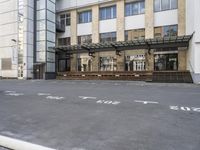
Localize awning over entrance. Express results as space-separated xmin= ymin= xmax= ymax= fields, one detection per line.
xmin=54 ymin=35 xmax=193 ymax=55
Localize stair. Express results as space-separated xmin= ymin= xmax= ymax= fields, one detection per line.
xmin=152 ymin=71 xmax=193 ymax=83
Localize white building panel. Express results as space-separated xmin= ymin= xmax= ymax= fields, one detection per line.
xmin=125 ymin=14 xmax=145 ymax=30
xmin=99 ymin=19 xmax=117 ymax=33
xmin=77 ymin=23 xmax=92 ymax=36
xmin=154 ymin=9 xmax=178 ymax=27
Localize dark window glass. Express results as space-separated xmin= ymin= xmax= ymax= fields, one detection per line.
xmin=100 ymin=6 xmax=116 ymax=20
xmin=161 ymin=0 xmax=170 ymax=10
xmin=58 ymin=37 xmax=71 ymax=46
xmin=100 ymin=32 xmax=117 ymax=43
xmin=154 ymin=0 xmax=178 ymax=12
xmin=125 ymin=1 xmax=145 ymax=16
xmin=79 ymin=11 xmax=92 ymax=23
xmin=78 ymin=35 xmax=92 ymax=44
xmin=66 ymin=13 xmax=71 ymax=26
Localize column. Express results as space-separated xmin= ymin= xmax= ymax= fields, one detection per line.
xmin=178 ymin=0 xmax=187 ymax=71
xmin=117 ymin=0 xmax=125 ymax=71
xmin=71 ymin=10 xmax=77 ymax=71
xmin=92 ymin=5 xmax=99 ymax=71
xmin=145 ymin=0 xmax=154 ymax=71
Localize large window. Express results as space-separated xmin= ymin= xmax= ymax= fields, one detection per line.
xmin=78 ymin=10 xmax=92 ymax=23
xmin=125 ymin=0 xmax=145 ymax=16
xmin=125 ymin=29 xmax=145 ymax=41
xmin=100 ymin=5 xmax=116 ymax=20
xmin=154 ymin=25 xmax=178 ymax=38
xmin=100 ymin=32 xmax=117 ymax=43
xmin=100 ymin=57 xmax=117 ymax=71
xmin=60 ymin=13 xmax=71 ymax=26
xmin=154 ymin=0 xmax=178 ymax=12
xmin=78 ymin=35 xmax=92 ymax=44
xmin=58 ymin=37 xmax=71 ymax=46
xmin=125 ymin=54 xmax=146 ymax=71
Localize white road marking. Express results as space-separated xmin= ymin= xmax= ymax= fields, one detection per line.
xmin=0 ymin=135 xmax=55 ymax=150
xmin=46 ymin=96 xmax=64 ymax=100
xmin=5 ymin=91 xmax=16 ymax=93
xmin=6 ymin=93 xmax=24 ymax=96
xmin=79 ymin=96 xmax=97 ymax=99
xmin=37 ymin=93 xmax=51 ymax=96
xmin=135 ymin=100 xmax=159 ymax=105
xmin=169 ymin=106 xmax=200 ymax=112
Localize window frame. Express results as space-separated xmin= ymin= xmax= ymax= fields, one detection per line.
xmin=99 ymin=5 xmax=117 ymax=21
xmin=125 ymin=0 xmax=145 ymax=17
xmin=154 ymin=0 xmax=178 ymax=13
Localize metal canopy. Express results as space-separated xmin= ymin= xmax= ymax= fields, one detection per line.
xmin=54 ymin=35 xmax=193 ymax=55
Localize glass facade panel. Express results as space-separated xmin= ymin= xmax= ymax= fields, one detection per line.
xmin=100 ymin=5 xmax=116 ymax=20
xmin=78 ymin=35 xmax=92 ymax=44
xmin=100 ymin=57 xmax=117 ymax=71
xmin=100 ymin=32 xmax=117 ymax=43
xmin=154 ymin=0 xmax=178 ymax=12
xmin=125 ymin=1 xmax=145 ymax=16
xmin=47 ymin=21 xmax=56 ymax=32
xmin=78 ymin=10 xmax=92 ymax=23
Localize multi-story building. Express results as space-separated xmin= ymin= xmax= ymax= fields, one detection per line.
xmin=0 ymin=0 xmax=200 ymax=83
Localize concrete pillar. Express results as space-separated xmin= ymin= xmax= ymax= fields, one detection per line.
xmin=178 ymin=49 xmax=186 ymax=71
xmin=178 ymin=0 xmax=187 ymax=71
xmin=71 ymin=10 xmax=77 ymax=71
xmin=116 ymin=0 xmax=125 ymax=71
xmin=117 ymin=0 xmax=125 ymax=41
xmin=145 ymin=0 xmax=154 ymax=39
xmin=145 ymin=0 xmax=154 ymax=71
xmin=92 ymin=5 xmax=99 ymax=71
xmin=92 ymin=5 xmax=99 ymax=43
xmin=178 ymin=0 xmax=186 ymax=36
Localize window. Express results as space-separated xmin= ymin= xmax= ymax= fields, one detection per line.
xmin=58 ymin=37 xmax=71 ymax=46
xmin=100 ymin=6 xmax=116 ymax=20
xmin=125 ymin=1 xmax=145 ymax=16
xmin=154 ymin=0 xmax=178 ymax=12
xmin=66 ymin=13 xmax=71 ymax=26
xmin=78 ymin=10 xmax=92 ymax=23
xmin=125 ymin=54 xmax=146 ymax=71
xmin=154 ymin=25 xmax=178 ymax=38
xmin=78 ymin=35 xmax=92 ymax=44
xmin=100 ymin=32 xmax=117 ymax=43
xmin=60 ymin=13 xmax=71 ymax=26
xmin=125 ymin=29 xmax=145 ymax=41
xmin=100 ymin=57 xmax=117 ymax=71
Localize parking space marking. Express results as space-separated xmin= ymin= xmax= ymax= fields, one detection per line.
xmin=135 ymin=100 xmax=159 ymax=105
xmin=96 ymin=100 xmax=121 ymax=105
xmin=37 ymin=93 xmax=51 ymax=96
xmin=79 ymin=96 xmax=97 ymax=100
xmin=4 ymin=91 xmax=24 ymax=96
xmin=46 ymin=96 xmax=64 ymax=100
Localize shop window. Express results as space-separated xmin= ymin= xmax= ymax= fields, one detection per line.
xmin=125 ymin=29 xmax=145 ymax=41
xmin=125 ymin=54 xmax=146 ymax=71
xmin=100 ymin=57 xmax=117 ymax=71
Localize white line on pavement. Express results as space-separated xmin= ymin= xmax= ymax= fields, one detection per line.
xmin=79 ymin=96 xmax=97 ymax=99
xmin=0 ymin=135 xmax=55 ymax=150
xmin=135 ymin=100 xmax=158 ymax=104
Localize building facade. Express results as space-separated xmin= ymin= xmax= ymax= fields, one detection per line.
xmin=0 ymin=0 xmax=200 ymax=83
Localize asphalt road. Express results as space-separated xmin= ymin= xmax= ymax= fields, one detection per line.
xmin=0 ymin=80 xmax=200 ymax=150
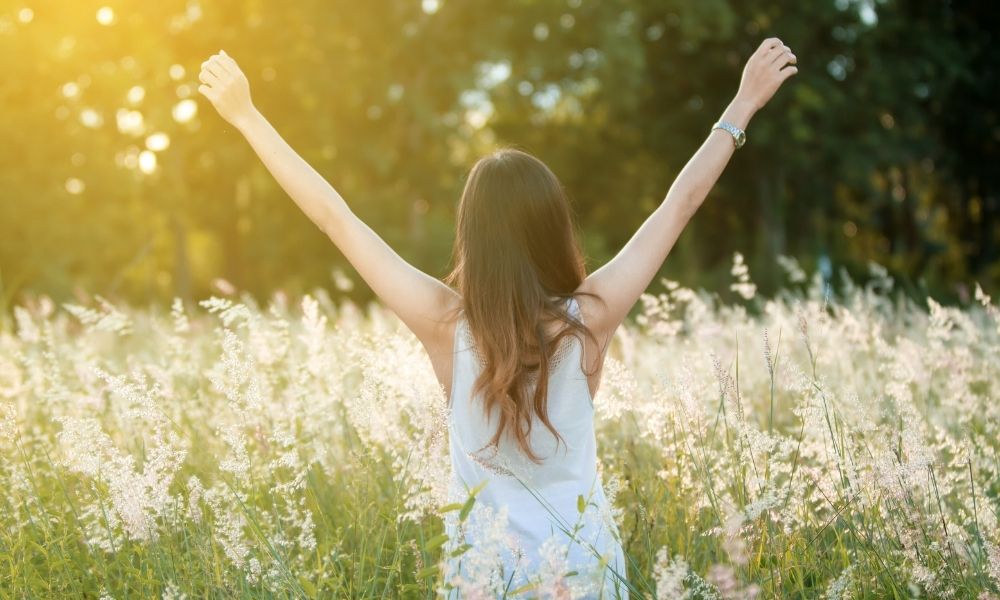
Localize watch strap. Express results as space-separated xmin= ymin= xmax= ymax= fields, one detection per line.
xmin=712 ymin=121 xmax=747 ymax=148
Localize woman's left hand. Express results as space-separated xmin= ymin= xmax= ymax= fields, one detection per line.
xmin=198 ymin=50 xmax=255 ymax=127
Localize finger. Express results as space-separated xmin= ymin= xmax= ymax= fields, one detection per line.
xmin=778 ymin=67 xmax=799 ymax=81
xmin=771 ymin=50 xmax=797 ymax=68
xmin=759 ymin=38 xmax=783 ymax=50
xmin=208 ymin=54 xmax=232 ymax=76
xmin=201 ymin=59 xmax=224 ymax=77
xmin=198 ymin=69 xmax=222 ymax=85
xmin=219 ymin=50 xmax=240 ymax=73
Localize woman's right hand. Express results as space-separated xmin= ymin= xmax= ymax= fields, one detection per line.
xmin=198 ymin=51 xmax=254 ymax=128
xmin=736 ymin=38 xmax=799 ymax=110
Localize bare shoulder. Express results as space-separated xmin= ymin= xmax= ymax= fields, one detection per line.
xmin=576 ymin=279 xmax=618 ymax=340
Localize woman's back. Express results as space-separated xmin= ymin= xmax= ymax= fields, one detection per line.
xmin=446 ymin=299 xmax=627 ymax=598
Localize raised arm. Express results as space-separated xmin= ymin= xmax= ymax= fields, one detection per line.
xmin=198 ymin=52 xmax=457 ymax=346
xmin=580 ymin=38 xmax=798 ymax=337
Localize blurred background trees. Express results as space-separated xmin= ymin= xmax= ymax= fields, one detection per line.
xmin=0 ymin=0 xmax=1000 ymax=302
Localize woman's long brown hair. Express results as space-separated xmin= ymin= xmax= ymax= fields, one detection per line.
xmin=446 ymin=148 xmax=596 ymax=463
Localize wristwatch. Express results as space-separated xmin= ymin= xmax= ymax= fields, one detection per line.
xmin=712 ymin=121 xmax=747 ymax=148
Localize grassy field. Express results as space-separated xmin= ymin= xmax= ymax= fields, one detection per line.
xmin=0 ymin=255 xmax=1000 ymax=599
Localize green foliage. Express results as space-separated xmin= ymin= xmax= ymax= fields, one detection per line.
xmin=0 ymin=0 xmax=1000 ymax=299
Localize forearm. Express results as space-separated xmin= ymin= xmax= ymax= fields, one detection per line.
xmin=664 ymin=98 xmax=756 ymax=214
xmin=235 ymin=109 xmax=350 ymax=234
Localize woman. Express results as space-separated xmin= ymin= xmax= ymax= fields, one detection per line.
xmin=198 ymin=38 xmax=797 ymax=598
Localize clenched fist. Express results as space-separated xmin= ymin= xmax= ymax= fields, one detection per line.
xmin=198 ymin=50 xmax=254 ymax=127
xmin=736 ymin=38 xmax=799 ymax=110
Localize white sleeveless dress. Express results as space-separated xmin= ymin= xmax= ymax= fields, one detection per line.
xmin=441 ymin=299 xmax=628 ymax=600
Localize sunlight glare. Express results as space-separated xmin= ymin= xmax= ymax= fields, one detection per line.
xmin=171 ymin=98 xmax=198 ymax=123
xmin=125 ymin=85 xmax=146 ymax=105
xmin=97 ymin=6 xmax=115 ymax=25
xmin=420 ymin=0 xmax=441 ymax=15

◆ **SET EXERCISE**
Recast the items from the line with "Localize asphalt road." to the line with "xmin=198 ymin=50 xmax=255 ymax=127", both ends included, as a two-column CSV headed instruction and boxes. Put one row per item, with its text and its answer each in a single quoted field and line breaks turned into spaces, and leave the pictures out.

◆ **TASK RESULT**
instruction,boxes
"Localize asphalt road. Express results as space-separated xmin= ymin= xmax= ymax= fields, one detection per line.","xmin=0 ymin=80 xmax=200 ymax=150"
"Localize watch strap. Express results as space-separated xmin= ymin= xmax= ymax= fields, one detection per line.","xmin=712 ymin=121 xmax=747 ymax=148"
"Localize woman's left hand. Express results as space-separated xmin= ymin= xmax= ymax= fields, one detection per line.","xmin=198 ymin=50 xmax=255 ymax=127"